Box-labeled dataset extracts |
==*==
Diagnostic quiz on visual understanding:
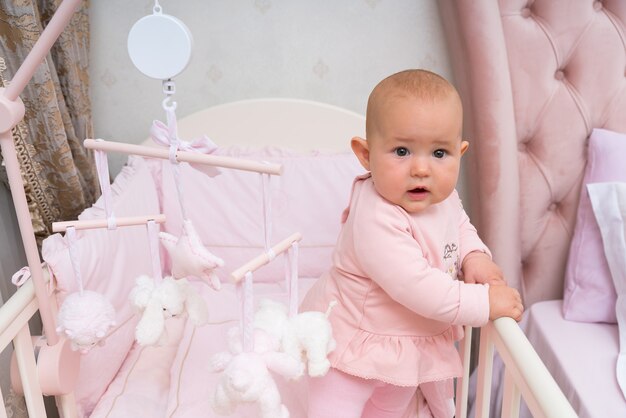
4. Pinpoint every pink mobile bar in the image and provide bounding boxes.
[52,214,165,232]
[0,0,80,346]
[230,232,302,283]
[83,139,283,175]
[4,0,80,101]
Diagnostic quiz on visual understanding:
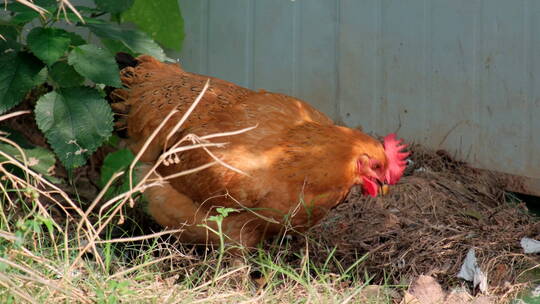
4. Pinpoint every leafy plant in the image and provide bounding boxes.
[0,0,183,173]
==*==
Prompt |
Update the records by changing each "bounding boxes" to "box coordinates" and rewrite the lines with everything else unchanged. Leave the pictures out of your answer.

Result |
Diagnostic quiz on visual understanding:
4. Pinpoint every pink mobile bar in the image and provide box coordinates.
[52,214,165,232]
[0,0,80,346]
[230,232,302,283]
[83,139,283,175]
[4,0,80,101]
Diagnostic quiz on visual understanding:
4. Pinpoint every leafy plant in the image and provide box coordinates.
[0,0,183,173]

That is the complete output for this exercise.